◆ JOBS:
[1] From the post about cheese grits, list every cooking time it gives for a kind of grits, and name the kind each time applies to.
[2] Write what comes next in the post about cheese grits, starting after its final sentence.

Friday, January 9, 2009

Kids Make Cheese Grits

The movie "My Cousin Vinny" gave us a classic laugh line when actor Joe Pesci, playing a New Jersey lawyer confronting breakfast in the Deep South, asks: "What's a grit?"

There's still some confusion over whether "grits" should be treated in the singular or the plural. But there's no mistaking where grits come from. They are ground corn, familiar as the indigenous grain to early Native Americans who passed them along to the first white settlers. Grits remain a staple of Southern cuisine.

The Indians soaked dried corn in lye, removing the tough shell or pericarp to produce large, soft kernels called "hominy." The large pieces could be ground into tiny grains we now call "grits." But it gets very confusing, because now grits are widely made from untreated corn but still called "hominy grits."

You can still find grits made the old fashioned way--dried corn ground between huge granite wheels. The process results in a fine powder, sold as corn meal, as well as the larger grains, sold as grits. These grits usually take an hour at least to fully cook and are considered by some the only proper kind of grits to serve. Otherwise, the grits sold in supermarkets under the Quaker Oats and other brands have been further processed to cook in as little as 20 or even 5 minutes, in the case of "instant grits." But be warned. Instant grits may taste more like library paste if you are used to the real deal.

Being from Chicago, grits were utterly foreign to me until I moved to the District of Columbia. In my student days, about a century ago, I worked at a federal job that started each morning before the crack of dawn. Our first break was breakfast. I recall musing over the strange mush I saw next to the scrambled eggs on the steam table in the cafeteria. I remember thinking it looked vaguely like cream of wheat. That, I was told, were grits.

Sadly, I never really developed a lasting taste for grits. A pity, because they can be truly delicious if made carefully and slowly in the traditional manner. In the South, grits are a virtual staple, served with ham and smothered in gravy. But grits are not just breakfast food. Shrimp and grits have risen to a fine art, suitable for the finest restaurants, in Charleston. Add eggs and they can become a sublime souffle.

While we are roaming around the South on our virtual world food tour, our "food appreciation" classes sampled old-fashioned grits seasoned with cheese. We used the yellow corn grits sold in bulk at the Whole Foods. Some cultures disdain yellow corn as unfit for humans. They insist on white corn. But I must say I don't detect any difference in taste.

◆ RECORD SET:
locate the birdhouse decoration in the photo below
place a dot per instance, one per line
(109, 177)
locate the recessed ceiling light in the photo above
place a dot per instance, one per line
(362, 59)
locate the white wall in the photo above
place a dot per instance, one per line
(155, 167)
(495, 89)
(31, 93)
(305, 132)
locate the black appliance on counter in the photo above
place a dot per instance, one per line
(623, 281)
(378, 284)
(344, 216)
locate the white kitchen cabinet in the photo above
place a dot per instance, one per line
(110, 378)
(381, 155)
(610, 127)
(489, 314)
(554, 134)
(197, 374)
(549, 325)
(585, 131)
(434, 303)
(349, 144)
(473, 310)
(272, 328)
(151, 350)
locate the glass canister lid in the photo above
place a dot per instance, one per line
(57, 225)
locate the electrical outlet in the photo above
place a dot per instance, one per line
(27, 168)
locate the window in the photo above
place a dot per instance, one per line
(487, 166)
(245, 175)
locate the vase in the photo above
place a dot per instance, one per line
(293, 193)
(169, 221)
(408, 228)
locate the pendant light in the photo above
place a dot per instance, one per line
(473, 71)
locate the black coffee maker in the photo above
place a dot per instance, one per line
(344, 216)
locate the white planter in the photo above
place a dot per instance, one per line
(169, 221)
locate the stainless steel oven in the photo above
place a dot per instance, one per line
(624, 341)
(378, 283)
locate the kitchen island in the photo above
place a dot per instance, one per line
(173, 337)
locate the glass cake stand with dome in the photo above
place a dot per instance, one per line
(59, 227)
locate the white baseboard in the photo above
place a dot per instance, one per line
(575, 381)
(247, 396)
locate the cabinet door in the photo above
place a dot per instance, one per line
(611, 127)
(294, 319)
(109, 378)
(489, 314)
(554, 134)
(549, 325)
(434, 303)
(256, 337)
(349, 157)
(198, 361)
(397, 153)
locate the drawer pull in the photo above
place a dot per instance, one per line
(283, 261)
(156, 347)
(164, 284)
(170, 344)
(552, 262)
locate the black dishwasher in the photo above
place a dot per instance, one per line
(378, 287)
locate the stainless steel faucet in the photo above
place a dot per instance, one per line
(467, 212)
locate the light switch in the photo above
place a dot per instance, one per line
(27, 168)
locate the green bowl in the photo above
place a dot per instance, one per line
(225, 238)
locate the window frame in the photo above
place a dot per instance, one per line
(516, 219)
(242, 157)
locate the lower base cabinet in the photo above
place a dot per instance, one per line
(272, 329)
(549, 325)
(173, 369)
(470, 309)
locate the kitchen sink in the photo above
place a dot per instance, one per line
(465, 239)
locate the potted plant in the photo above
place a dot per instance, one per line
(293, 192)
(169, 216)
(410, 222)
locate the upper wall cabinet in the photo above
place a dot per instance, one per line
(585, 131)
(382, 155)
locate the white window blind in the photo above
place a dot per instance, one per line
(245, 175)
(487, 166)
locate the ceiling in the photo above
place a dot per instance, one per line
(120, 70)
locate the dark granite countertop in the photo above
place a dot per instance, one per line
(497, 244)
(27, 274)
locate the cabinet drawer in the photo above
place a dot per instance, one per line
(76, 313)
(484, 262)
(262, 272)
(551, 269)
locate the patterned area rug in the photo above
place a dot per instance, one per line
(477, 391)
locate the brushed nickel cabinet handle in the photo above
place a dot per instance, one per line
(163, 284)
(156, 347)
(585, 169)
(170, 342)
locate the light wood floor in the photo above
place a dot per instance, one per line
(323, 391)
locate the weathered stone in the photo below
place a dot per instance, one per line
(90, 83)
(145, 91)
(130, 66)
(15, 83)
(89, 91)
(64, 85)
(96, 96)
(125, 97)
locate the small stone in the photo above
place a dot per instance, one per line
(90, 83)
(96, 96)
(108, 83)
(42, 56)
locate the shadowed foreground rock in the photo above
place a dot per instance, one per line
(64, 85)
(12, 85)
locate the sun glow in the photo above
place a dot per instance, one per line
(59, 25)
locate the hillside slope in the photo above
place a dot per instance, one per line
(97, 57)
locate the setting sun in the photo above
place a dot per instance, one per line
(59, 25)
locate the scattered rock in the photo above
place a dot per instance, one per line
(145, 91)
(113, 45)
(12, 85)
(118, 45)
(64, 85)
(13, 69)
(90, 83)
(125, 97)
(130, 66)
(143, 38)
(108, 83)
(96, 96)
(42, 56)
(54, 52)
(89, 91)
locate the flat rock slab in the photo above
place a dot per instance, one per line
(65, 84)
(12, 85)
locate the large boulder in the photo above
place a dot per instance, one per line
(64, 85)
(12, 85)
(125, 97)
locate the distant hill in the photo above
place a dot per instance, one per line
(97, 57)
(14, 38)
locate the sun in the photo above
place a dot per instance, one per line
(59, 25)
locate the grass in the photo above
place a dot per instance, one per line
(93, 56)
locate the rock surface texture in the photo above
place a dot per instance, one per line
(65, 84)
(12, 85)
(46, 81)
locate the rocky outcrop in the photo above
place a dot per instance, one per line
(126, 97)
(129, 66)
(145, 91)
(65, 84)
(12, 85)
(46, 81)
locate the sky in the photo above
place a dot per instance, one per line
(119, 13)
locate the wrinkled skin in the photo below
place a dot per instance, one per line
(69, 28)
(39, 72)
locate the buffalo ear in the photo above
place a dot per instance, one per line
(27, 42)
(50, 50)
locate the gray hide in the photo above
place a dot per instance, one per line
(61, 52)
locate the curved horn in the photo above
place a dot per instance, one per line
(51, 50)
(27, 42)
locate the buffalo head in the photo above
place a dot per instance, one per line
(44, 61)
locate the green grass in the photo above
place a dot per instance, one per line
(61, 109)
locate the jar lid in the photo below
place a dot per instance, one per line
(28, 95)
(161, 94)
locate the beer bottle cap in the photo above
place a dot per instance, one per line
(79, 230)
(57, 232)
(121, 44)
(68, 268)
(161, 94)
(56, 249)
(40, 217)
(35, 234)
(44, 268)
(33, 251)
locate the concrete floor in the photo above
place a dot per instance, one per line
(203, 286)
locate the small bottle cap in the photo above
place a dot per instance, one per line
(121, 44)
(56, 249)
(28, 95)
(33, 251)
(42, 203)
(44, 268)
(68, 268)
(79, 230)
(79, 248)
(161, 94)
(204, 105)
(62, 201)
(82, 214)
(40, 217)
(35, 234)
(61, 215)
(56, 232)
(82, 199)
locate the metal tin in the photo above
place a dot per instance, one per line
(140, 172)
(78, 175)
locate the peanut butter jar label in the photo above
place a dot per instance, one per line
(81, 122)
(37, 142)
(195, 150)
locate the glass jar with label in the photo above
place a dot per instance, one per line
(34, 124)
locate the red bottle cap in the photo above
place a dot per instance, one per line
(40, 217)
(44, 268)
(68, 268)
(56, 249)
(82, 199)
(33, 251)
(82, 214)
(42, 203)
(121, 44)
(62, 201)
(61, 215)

◆ TASK-BY-TASK OUTPUTS:
[1]
- At least an hour: grits made the old-fashioned way, ground between granite wheels
- As little as 20 minutes: supermarket grits that have been further processed
- 5 minutes: instant grits

[2]
First, soak 1 cup of fresh grits in a large bowl of water. Stir the grits at the bottom of the bowl. This will bring the tough bran from the milling process to the surface of the water where it can be swept away with a strainer. Meanwhile, heat 2 cups of water with 2 cups of milk in a heavy saucepan over moderately low heat. Strain the grits and add these to the pot. Cook very gently for about 1 hour, stirring frequently so that the grits do not stick to the bottom of the pan and burn. Slowly the grits will absorb the liquid, swell and become thicker. Add more milk if desired.

When the grits have reached your desired thickness (not thin and runny, but not thick enough to mound either), remove from the heat and add about 1 cup grated cheddar cheese. We used a yellow Vermont cheddar. Stir until the cheese is fully incorporated, then season with salt as needed. You can also add butter and/or cream if you like. But we thought our grits were perfectly delicious as is.

With our grits, I showed the kids how to cook bacon in the oven. I almost prefer bacon out of the oven to that fried in a skillet. It always comes out flat and pleasing to the eye--not all curly and wild--and it's so much easier to cook a large quantity on a baking sheet than on the stove top. We covered the baking sheet with parchment paper to prevent the bacon sticking. Cleanup is a breeze.

Do you keep a jar of bacon grease? There was a time when I stopped, thinking the pork fat would kill me. But I'm back to saving it, especially from the good Niman Ranch pork we get at Whole Foods.


Kevin said...

"There's still some confusion over whether "grits" should be treated in the singular or the plural."

No in the South, it's always "grits," or sometimes "a mess of grits." "Grit," on the other hand, is what you get when there's sand in your food.

Ed Bruske said...

Kevin, sorry for the confusion. I think what I meant to ask was, is it proper to say grits "is" or grits "are."

Sylvie, Rappahannock Cook & Kitchen Gardener said...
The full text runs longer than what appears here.